Locate each line in the data below that contains the word "Give" and copy every such line. Letter case counts.

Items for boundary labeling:

###

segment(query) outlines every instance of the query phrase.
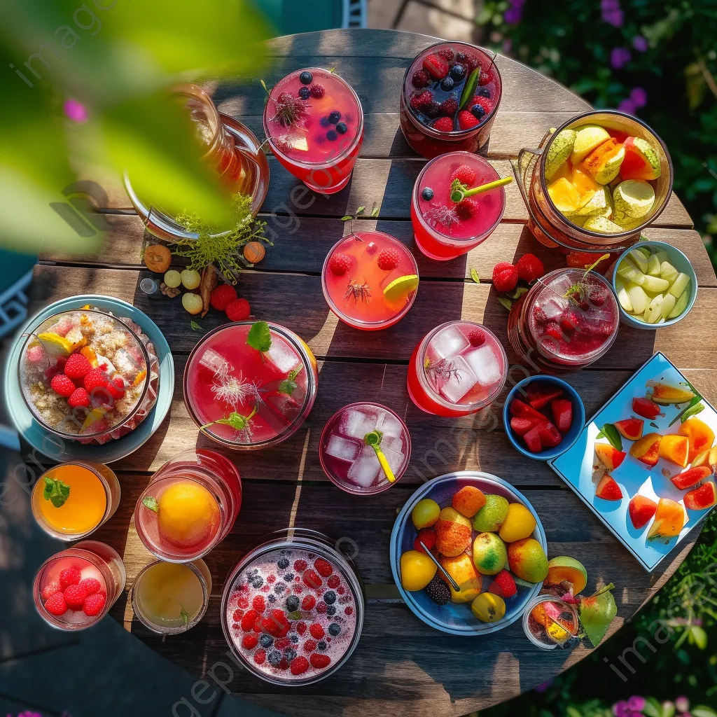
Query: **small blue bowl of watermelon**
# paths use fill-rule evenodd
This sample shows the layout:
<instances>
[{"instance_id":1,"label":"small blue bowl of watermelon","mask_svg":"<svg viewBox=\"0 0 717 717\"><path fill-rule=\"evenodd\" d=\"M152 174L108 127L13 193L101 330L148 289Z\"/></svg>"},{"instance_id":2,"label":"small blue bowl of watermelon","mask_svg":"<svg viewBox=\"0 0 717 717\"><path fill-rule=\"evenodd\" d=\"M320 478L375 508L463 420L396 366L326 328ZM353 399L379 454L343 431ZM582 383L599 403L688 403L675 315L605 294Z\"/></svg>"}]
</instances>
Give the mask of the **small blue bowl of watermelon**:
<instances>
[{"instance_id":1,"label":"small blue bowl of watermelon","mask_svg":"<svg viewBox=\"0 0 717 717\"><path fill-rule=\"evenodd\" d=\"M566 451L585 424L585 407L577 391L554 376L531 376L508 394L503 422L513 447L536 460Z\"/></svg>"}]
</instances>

###

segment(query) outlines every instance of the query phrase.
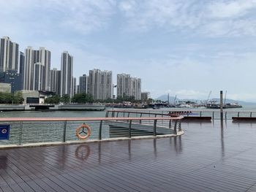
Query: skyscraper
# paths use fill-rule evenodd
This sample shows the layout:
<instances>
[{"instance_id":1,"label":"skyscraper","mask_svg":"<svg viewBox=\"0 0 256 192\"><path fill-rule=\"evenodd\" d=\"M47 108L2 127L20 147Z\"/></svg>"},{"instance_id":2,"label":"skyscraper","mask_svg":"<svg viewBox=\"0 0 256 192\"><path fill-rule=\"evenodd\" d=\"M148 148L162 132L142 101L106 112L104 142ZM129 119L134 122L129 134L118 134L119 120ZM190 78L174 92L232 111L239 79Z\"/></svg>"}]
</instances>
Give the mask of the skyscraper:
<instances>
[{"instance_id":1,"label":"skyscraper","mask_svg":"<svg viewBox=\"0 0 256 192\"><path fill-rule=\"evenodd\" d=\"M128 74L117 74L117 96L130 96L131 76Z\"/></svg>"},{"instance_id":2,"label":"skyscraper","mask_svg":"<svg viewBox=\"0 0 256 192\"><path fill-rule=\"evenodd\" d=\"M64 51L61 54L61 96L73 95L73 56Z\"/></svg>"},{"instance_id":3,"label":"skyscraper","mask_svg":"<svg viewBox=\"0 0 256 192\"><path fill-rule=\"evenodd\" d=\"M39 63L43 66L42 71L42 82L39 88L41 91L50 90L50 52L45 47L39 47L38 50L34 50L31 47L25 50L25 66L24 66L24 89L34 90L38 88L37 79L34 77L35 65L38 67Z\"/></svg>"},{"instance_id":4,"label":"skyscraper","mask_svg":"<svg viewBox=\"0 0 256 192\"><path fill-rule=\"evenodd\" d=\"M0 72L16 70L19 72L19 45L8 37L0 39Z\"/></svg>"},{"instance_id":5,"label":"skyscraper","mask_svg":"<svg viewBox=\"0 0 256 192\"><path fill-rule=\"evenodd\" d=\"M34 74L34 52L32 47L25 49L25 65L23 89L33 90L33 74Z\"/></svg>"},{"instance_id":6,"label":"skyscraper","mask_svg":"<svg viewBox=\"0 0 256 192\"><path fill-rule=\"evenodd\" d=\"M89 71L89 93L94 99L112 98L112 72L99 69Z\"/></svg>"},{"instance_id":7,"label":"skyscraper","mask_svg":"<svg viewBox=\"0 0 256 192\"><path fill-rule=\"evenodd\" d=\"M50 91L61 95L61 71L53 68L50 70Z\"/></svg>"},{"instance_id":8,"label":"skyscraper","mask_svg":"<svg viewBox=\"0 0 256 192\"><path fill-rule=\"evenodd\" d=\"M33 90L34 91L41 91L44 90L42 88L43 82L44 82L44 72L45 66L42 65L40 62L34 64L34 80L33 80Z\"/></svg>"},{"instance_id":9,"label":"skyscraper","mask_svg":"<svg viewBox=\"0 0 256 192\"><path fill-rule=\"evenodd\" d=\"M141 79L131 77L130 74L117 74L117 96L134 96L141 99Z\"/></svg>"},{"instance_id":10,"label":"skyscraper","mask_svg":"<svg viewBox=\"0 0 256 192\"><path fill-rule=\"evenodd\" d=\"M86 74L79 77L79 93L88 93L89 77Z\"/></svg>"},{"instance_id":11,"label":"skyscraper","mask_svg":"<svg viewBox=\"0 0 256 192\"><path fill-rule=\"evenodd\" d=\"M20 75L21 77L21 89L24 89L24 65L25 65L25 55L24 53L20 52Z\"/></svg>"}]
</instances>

###

EXERCISE SOLUTION:
Give the mask of the **small blue bowl of watermelon**:
Give the mask of the skyscraper:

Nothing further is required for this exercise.